[EXTRACTED RECORDS]
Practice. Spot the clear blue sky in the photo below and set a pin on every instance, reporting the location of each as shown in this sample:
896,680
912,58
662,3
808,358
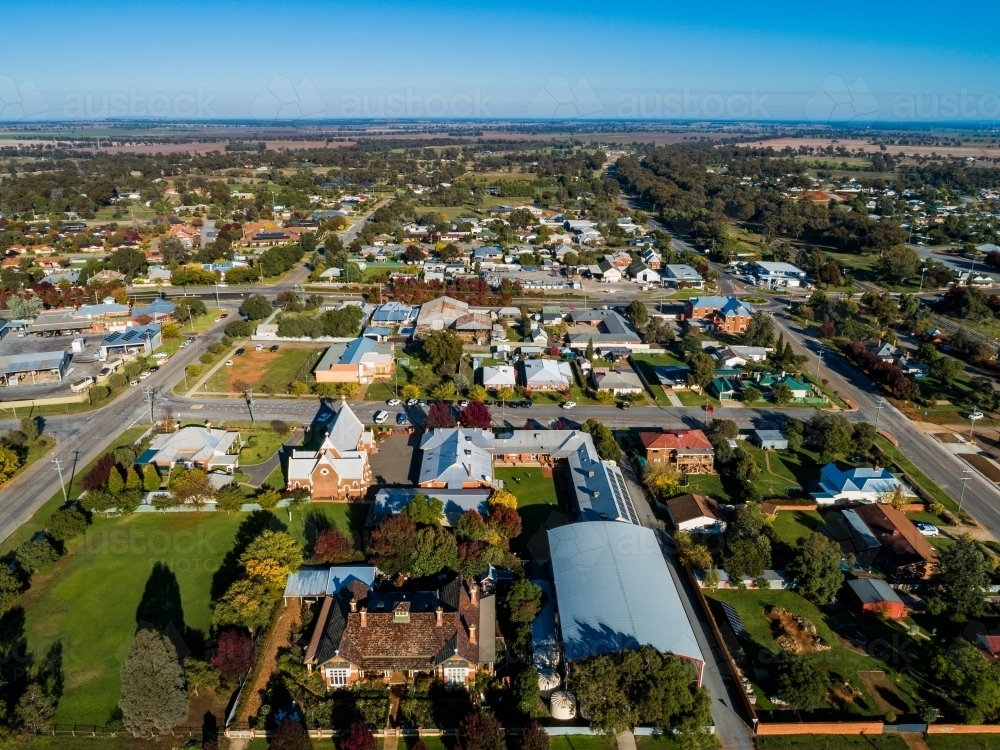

[TASK OBJECTIVE] The whole listing must come back verbatim, with no pictures included.

[SOLVED PROBLEM]
Practice. Spot the clear blue sky in the photo below and set a pin on every instance, reporting the location of each as shown in this sample:
896,680
912,58
662,3
808,358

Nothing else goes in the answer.